WHAT IS ASKED
1 > Answer these questions about the DGL forum thread:
(a) Which Python version did mkl report?
(b) About how long did mkl wait before terminating the attempt to load the model to the GPU?
(c) Which call did mufeili ask whether mkl had tried removing?
2 > Print the passage of the DGL forum thread that begins at "mkl · June 25, 2019, 7:08am" and ends at "to the offical)", word for word.
3 > Please carry on the DGL forum thread from its final post onward.

DOCUMENT EXCERPT
○ ○ ○ ○ ○ ○ ○

Why net.cuda() takes too much time for DGL

mkl · June 23, 2019, 2:11am

I build a simple GCN by DGL. However, it takes too much time to put the model to GPU.

Could someone help me? thanks first !

VoVAllen · June 24, 2019, 5:11am

Hi,

I don’t think this is because of DGL. It seems a PyTorch problem. Does other script with PyTorch also take long time to call .cuda()?

minjie · June 24, 2019, 3:37pm

Does this happen only for the first time or every time it is called?

mkl · June 25, 2019, 2:21am

Thank you. No, only model takes long time while data.to（device）（data is graphs of DGL）doesn’t take long time, so I think it may be the problem of message passing mechanism of the model in DGL？

mkl · June 25, 2019, 2:26am

Actually I haven’t load the model to GPU successfully since it takes too much time.（I wait about an hour but it have not done so I just terminate it）. This phenomenon happen in every time I call.

mufeili · June 25, 2019, 6:19am

Would you mind sharing a minimal script of code with us so that we can take a look?

VoVAllen · June 25, 2019, 6:26am

Also could you help provide the information below? It would be helpful for us to investigate.

DGL Version (e.g., 1.0):

Backend Library & Version (e.g., PyTorch 0.4.1, MXNet/Gluon 1.3):

OS (e.g., Linux):

How you installed DGL (conda, pip, source):

Build command you used (if compiling from source):

Python version:

CUDA/cuDNN version (if applicable):

GPU models and configuration (e.g. V100):

Any other relevant information:

mkl · June 25, 2019, 7:08am

Sure. The GCN that I defined is as follows.

The message and reduce functions are

Then I just want to put this GCN to GPU:

But it took me too much time so I just terminated the process.

mkl · June 25, 2019, 7:18am

Sure!
DGL version：may be v0.3? (I just use the command “conda install -c dglteam dgl-cuda9.0” to install according to the offical)
PyTorch 1.0.1. post2
OS ubuntu16.04
conda install -c dglteam dgl-cuda9.0
just use command “python xxx.py”
python 3.6.8
CUDA 0.9
sorry I don’t know GPU models and configuration(if really need, I’ll check it later)
Thank you!

mufeili · June 25, 2019, 8:10am

@mkl I’ve made an initial attempt to run your code which seems to work fine on my machine. Where and how did you declare CUDA? Have you tried removing torch.cuda.synchronize()?

mkl · June 25, 2019, 10:08am

Really? CUDA is variate which is 1 or 0(1 means that I’ll try to use GPU.)

○ ○ ○ ○ ○ ○ ○

INFORMATION GIVEN
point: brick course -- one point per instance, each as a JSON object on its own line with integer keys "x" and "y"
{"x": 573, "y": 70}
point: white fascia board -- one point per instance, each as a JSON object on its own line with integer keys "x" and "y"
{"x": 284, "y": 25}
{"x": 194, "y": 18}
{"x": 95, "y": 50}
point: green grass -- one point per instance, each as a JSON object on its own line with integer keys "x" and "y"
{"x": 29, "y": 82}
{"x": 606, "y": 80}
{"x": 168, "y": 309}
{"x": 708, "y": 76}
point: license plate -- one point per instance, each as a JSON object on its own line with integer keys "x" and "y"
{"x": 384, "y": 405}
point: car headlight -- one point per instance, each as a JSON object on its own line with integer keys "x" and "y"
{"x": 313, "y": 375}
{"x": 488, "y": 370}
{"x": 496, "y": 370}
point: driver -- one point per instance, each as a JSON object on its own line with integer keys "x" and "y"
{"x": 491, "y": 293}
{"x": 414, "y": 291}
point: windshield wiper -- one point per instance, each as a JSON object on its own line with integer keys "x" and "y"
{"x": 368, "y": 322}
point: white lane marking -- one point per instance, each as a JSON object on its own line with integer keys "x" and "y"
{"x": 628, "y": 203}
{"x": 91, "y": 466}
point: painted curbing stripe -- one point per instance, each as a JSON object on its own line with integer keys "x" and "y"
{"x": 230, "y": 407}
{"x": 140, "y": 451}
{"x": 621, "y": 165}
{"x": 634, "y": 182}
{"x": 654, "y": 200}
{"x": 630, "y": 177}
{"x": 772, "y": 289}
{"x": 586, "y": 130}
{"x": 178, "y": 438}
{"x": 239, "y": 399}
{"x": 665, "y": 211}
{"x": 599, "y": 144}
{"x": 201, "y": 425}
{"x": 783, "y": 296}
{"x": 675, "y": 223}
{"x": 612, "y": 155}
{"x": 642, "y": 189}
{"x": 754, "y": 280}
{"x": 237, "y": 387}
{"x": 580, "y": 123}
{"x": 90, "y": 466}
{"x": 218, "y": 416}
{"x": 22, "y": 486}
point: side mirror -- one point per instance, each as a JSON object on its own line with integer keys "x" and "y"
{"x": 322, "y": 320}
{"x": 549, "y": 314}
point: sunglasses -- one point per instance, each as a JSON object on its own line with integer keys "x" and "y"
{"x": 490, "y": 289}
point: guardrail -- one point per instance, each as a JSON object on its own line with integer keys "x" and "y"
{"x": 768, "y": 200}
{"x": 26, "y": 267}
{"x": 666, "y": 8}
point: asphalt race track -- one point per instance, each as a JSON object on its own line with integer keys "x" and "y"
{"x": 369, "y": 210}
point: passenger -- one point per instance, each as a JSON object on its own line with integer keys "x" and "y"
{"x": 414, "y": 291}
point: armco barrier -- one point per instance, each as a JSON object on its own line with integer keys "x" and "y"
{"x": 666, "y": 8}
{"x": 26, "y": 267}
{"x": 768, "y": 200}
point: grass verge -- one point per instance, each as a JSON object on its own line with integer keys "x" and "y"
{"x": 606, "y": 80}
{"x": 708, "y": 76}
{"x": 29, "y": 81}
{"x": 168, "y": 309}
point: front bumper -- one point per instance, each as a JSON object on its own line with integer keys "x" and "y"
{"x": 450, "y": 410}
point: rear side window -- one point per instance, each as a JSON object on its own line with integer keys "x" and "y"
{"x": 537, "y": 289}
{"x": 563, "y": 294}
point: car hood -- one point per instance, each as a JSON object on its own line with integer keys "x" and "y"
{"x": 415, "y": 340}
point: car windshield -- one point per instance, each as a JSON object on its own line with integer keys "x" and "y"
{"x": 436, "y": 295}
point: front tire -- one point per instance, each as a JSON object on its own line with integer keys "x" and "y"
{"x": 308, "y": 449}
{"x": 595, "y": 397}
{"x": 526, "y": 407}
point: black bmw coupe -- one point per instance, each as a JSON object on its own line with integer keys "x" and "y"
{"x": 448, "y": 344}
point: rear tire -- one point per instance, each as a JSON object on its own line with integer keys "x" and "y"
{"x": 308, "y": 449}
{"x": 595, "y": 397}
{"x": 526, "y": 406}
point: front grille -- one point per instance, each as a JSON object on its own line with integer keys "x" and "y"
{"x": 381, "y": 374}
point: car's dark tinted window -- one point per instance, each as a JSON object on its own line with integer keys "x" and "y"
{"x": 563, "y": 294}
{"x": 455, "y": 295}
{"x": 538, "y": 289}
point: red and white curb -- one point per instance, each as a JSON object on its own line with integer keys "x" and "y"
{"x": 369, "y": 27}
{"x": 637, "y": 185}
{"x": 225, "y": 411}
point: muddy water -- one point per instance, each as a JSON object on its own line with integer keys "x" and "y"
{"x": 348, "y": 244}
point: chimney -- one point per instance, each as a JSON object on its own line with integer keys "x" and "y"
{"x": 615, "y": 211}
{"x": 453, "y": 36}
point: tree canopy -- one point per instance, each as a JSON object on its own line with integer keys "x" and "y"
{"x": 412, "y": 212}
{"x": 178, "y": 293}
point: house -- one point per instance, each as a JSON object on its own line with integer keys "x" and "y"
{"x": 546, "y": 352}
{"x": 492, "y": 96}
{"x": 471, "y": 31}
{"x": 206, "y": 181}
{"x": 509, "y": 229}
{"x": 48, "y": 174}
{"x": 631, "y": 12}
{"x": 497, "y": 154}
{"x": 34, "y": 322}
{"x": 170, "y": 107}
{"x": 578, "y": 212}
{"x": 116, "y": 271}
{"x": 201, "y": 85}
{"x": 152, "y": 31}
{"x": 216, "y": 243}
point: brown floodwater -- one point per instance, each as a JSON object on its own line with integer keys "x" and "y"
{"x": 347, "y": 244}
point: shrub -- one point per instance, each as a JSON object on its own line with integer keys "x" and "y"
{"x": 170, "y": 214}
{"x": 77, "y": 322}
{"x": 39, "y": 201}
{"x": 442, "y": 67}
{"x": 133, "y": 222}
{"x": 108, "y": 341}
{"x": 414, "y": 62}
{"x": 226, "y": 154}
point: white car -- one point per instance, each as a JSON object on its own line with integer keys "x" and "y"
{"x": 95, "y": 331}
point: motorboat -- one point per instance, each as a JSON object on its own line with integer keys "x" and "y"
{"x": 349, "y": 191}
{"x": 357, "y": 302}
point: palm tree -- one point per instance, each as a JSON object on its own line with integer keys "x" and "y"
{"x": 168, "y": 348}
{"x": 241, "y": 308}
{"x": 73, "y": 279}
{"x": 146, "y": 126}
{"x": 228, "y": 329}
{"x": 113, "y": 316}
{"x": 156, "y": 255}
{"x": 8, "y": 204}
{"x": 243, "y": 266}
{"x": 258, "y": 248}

○ ○ ○ ○ ○ ○ ○

OUTPUTS IN ORDER
1 >
(a) Python 3.6.8
(b) About an hour
(c) torch.cuda.synchronize()

2 >
mkl · June 25, 2019, 7:08am

Sure. The GCN that I defined is as follows.

The message and reduce functions are

Then I just want to put this GCN to GPU:

But it took me too much time so I just terminated the process.

mkl · June 25, 2019, 7:18am

Sure!
DGL version：may be v0.3? (I just use the command “conda install -c dglteam dgl-cuda9.0” to install according to the offical)

3 >
Yes I have tried removing torch.cuda.synchronize() but it doesn’t work as well.
Could you show me your entire code?

mufeili · June 25, 2019, 4:41pm

@mkl See below:

import dgl
import torch
import torch.nn as nn
import torch.nn.functional as F


class NodeApplyModule(nn.Module):
    def __init__(self, in_feats, out_feats):
        super(NodeApplyModule, self).__init__()
        self.fc = nn.Linear(in_feats, out_feats)

    def forward(self, nodes):
        h = self.fc(nodes.data['h'])
        h = F.relu(h)
        return {'h': h}

def gcn_reduce(nodes):
    msgs = torch.cat((nodes.mailbox['h'], nodes.data['h'].unsqueeze(1)), dim=1)
    return {'h': torch.mean(msgs, dim=1)}

def gcn_msg(edges):
    return {'h': edges.data['w'].view(-1, 1) * edges.src['h']}

class GCN(nn.Module):
    def __init__(self, in_feats, out_feats):
        super(GCN, self).__init__()
        self.apply_mod = NodeApplyModule(in_feats, out_feats)

    def forward(self, g, features):
        g.ndata['h'] = features
        g.update_all(gcn_msg, gcn_reduce)
        g.apply_nodes(func=self.apply_mod)
        return g.ndata.pop('h')

class Net(nn.Module):
    def __init__(self):
        super(Net, self).__init__()
        self.gcn1 = GCN(256, 100)
        self.gcn2 = GCN(100, 30)
        self.fc = nn.Linear(30, 10)

    def forward(self, g, feats):
        x = self.gcn1(g, feats)
        x = self.gcn2(g, x)
        g.ndata['h'] = x
        hg = dgl.mean_nodes(g, 'h')
        return self.fc(hg)

if __name__ == '__main__':
    net = Net()
    print('set')
    torch.cuda.synchronize()
    net = net.to('cuda:0')
    print('ok')

mkl · June 26, 2019, 3:02am

I copy your entire code， but it still doesn’t work. Could you show your configurations?
CUDA version、DGL version and pytorch version. Thank you very much!

zihao · June 26, 2019, 4:15am

@mufeili’s code works fine on my machine too.
Our environment:
CUDA: 9.0
DGL: 0.3
PyTorch: 1.1

mufeili · June 26, 2019, 7:06am

I’m using:

CUDA: 9.0
PyTorch: 1.1.0
dgl: 0.3

Maybe you can first try running several dgl free PyTorch examples on GPU and see if this works.

mkl · June 26, 2019, 8:10am

Thank you very much. I update my pytorch version to 1.1.0 and the problem has been solved.
Besides, I use another machine with pytorch version 1.0.1 but cuda version 10, it also has no problem.
So I think PyTorch 1.0.1 with CUDA 0.9 may the main reason for this problem.
Thanks for all people that help me!